=== Exercise material ===
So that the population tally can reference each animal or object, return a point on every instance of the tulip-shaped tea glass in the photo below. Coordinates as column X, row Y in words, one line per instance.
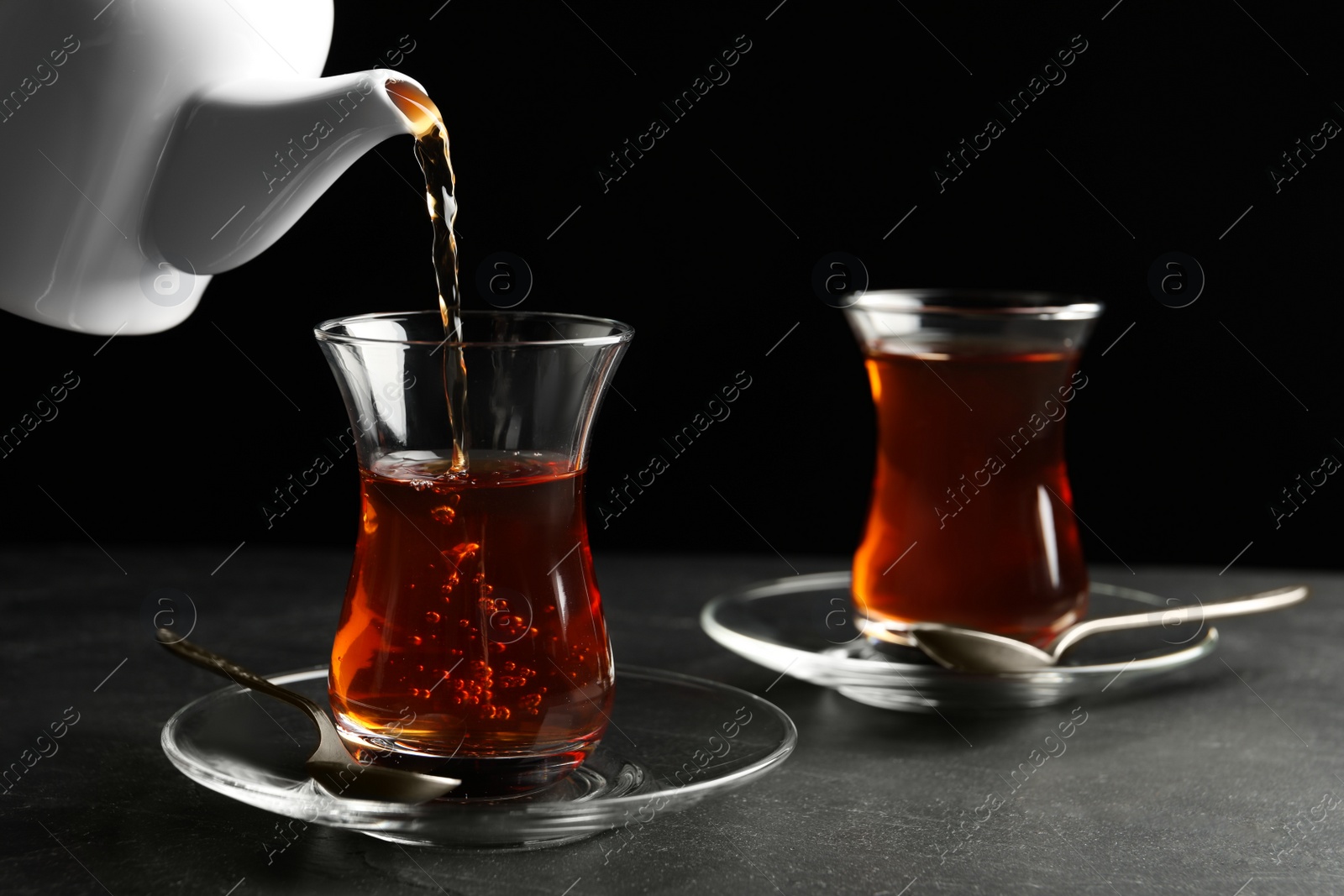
column 472, row 641
column 971, row 520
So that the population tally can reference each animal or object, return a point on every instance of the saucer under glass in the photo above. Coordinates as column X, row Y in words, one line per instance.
column 672, row 741
column 804, row 626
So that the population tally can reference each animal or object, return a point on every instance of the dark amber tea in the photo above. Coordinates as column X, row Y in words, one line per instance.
column 969, row 521
column 444, row 653
column 470, row 642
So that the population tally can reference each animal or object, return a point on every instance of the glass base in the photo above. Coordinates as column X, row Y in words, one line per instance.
column 483, row 777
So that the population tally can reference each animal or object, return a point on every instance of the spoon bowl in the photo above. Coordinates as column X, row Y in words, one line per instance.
column 331, row 766
column 972, row 651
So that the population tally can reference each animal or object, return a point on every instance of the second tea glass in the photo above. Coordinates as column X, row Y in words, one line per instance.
column 971, row 521
column 472, row 642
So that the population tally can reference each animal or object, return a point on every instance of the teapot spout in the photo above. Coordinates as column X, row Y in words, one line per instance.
column 248, row 159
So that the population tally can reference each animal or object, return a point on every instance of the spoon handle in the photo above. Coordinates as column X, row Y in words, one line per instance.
column 1263, row 602
column 197, row 654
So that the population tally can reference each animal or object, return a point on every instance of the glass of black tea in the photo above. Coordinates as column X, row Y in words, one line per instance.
column 971, row 521
column 470, row 642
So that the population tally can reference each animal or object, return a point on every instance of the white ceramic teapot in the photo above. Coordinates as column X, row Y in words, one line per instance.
column 148, row 144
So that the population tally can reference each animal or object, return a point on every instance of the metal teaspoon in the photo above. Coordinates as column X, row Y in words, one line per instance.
column 972, row 651
column 331, row 766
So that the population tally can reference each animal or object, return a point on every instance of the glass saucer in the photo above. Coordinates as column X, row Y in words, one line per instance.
column 674, row 741
column 803, row 626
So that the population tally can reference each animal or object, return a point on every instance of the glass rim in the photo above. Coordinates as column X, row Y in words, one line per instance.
column 988, row 302
column 622, row 332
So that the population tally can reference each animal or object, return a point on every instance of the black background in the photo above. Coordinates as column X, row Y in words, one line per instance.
column 824, row 137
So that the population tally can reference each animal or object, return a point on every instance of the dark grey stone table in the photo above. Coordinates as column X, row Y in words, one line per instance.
column 1225, row 779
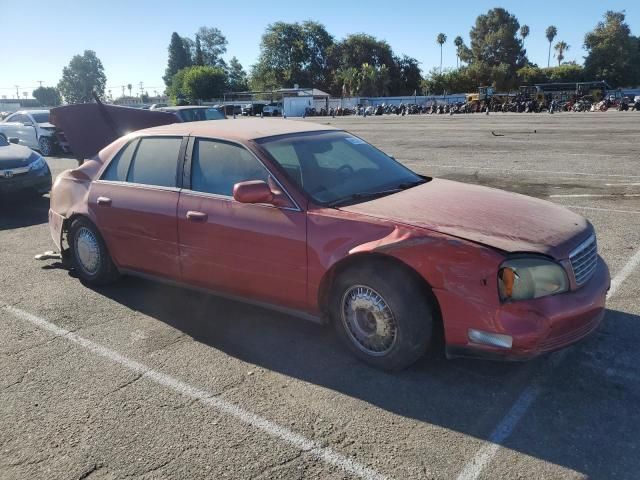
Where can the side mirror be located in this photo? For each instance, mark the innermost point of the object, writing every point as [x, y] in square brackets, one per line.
[257, 191]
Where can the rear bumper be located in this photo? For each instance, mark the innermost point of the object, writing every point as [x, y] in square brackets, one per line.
[36, 182]
[56, 225]
[537, 326]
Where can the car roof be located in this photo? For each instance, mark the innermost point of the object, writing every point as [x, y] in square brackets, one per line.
[243, 129]
[187, 107]
[32, 111]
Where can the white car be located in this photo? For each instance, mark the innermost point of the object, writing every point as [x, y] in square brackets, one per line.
[32, 129]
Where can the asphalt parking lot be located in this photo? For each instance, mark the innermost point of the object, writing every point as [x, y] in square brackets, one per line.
[141, 380]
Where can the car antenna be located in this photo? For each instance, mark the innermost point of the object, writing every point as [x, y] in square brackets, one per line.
[106, 115]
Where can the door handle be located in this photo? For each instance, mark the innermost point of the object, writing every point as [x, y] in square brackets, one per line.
[104, 201]
[197, 216]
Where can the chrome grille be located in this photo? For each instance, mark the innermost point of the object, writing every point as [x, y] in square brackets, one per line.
[584, 260]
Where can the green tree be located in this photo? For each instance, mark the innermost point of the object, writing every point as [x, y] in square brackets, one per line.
[524, 33]
[441, 39]
[198, 57]
[237, 77]
[196, 83]
[408, 77]
[294, 53]
[83, 75]
[214, 45]
[567, 72]
[551, 32]
[561, 47]
[179, 58]
[348, 79]
[459, 43]
[359, 49]
[495, 53]
[47, 96]
[613, 54]
[460, 80]
[530, 75]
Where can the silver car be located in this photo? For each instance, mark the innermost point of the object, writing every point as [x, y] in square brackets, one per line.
[32, 129]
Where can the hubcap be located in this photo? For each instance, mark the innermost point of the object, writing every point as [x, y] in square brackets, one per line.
[368, 320]
[45, 146]
[87, 250]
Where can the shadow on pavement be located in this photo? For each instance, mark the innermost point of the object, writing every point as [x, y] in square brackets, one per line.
[23, 211]
[467, 396]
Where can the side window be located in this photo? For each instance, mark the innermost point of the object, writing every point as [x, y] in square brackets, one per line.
[288, 159]
[343, 153]
[156, 161]
[119, 166]
[217, 166]
[17, 118]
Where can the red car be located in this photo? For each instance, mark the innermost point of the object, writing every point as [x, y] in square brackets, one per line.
[314, 221]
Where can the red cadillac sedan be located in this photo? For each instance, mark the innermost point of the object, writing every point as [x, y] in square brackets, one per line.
[316, 222]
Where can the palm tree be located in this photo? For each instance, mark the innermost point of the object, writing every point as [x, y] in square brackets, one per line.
[441, 40]
[551, 33]
[524, 33]
[458, 42]
[560, 48]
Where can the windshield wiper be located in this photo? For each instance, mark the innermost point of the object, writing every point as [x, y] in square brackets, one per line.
[371, 195]
[362, 196]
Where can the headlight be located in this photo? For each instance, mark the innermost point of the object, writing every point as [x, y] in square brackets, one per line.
[530, 277]
[37, 164]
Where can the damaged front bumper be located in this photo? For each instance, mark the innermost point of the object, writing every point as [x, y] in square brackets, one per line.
[538, 326]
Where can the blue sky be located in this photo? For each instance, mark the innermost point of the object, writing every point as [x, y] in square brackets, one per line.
[131, 38]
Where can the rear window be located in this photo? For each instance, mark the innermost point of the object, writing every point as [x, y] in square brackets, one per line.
[156, 162]
[200, 114]
[119, 166]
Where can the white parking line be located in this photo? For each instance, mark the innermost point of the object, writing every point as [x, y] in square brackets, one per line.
[474, 467]
[304, 444]
[601, 209]
[549, 172]
[586, 195]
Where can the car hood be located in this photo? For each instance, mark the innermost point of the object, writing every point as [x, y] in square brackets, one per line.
[15, 156]
[504, 220]
[89, 127]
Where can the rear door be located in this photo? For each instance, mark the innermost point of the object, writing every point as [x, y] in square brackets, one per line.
[134, 204]
[15, 127]
[251, 250]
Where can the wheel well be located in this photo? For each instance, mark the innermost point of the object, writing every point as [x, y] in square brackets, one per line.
[385, 261]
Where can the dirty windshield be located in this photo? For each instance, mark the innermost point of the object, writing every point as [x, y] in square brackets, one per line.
[336, 168]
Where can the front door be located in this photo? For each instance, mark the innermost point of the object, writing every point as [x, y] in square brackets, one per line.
[250, 250]
[134, 205]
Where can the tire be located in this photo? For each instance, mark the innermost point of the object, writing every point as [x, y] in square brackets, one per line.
[89, 255]
[45, 146]
[387, 300]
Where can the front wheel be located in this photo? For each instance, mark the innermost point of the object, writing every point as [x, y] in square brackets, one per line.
[89, 254]
[383, 315]
[46, 146]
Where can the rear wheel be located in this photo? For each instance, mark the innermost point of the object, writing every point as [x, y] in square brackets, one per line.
[382, 314]
[45, 145]
[89, 254]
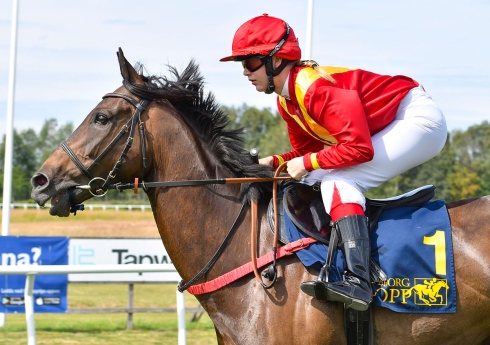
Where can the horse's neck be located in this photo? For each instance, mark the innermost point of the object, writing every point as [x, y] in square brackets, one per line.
[193, 221]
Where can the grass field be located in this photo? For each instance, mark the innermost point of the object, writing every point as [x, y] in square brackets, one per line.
[105, 329]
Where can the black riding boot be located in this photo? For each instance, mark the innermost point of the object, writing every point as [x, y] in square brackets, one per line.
[355, 290]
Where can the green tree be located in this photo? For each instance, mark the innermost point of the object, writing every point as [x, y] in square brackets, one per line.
[263, 129]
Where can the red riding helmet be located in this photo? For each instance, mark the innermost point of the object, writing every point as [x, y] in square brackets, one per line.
[260, 36]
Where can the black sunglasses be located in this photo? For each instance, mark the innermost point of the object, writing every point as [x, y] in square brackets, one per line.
[253, 63]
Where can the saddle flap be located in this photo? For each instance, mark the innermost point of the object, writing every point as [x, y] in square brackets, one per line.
[305, 208]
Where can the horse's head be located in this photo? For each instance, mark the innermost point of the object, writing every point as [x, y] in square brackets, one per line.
[98, 152]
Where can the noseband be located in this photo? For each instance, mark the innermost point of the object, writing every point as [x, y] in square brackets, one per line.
[100, 184]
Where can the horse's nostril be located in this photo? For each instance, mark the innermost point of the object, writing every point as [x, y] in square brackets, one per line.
[40, 180]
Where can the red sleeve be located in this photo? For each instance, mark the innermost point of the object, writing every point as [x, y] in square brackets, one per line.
[339, 111]
[301, 141]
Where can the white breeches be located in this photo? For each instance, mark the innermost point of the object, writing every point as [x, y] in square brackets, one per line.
[417, 134]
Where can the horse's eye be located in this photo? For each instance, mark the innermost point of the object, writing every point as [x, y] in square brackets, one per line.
[101, 119]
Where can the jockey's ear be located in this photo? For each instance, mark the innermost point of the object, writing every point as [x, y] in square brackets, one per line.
[127, 70]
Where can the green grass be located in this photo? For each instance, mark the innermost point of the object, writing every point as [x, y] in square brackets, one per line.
[42, 215]
[110, 329]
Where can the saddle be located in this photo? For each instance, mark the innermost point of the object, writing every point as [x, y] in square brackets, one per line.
[304, 205]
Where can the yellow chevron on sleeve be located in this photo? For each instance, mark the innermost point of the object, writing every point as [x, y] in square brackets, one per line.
[280, 159]
[314, 162]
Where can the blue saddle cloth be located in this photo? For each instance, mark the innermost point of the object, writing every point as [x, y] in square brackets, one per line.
[413, 246]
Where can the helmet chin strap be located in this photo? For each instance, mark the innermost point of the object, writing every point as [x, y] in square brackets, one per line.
[272, 72]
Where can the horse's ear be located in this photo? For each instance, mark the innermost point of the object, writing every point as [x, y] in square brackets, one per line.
[127, 70]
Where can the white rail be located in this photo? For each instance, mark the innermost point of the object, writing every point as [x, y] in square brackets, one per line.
[30, 271]
[90, 207]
===
> Work required: Reproduce the rows verbatim, starting at the line that contains "Where can the blue saddle" and continuing through the last line of the rows.

> Result of this task:
Where can the blue saddle cloth be located in this photo? For each instance, mark the innermost point of the object, writing every point as [x, y] in square brackets, one per line.
[413, 246]
Where can the helmet chin strap be located in this photo? For each instance, mark the innermost point of the object, writing every point as [x, y] in square brackets, one per line.
[272, 72]
Where can the horse's ear be located in this photo? For each instance, mark the innermost point of the object, writing every point as [x, y] in square brackets, one per line.
[127, 70]
Where can the white rail be located in this photo? For each instance, mark the innermost point of the object, writing every point as [x, y] in square brackets, one per line.
[30, 271]
[90, 207]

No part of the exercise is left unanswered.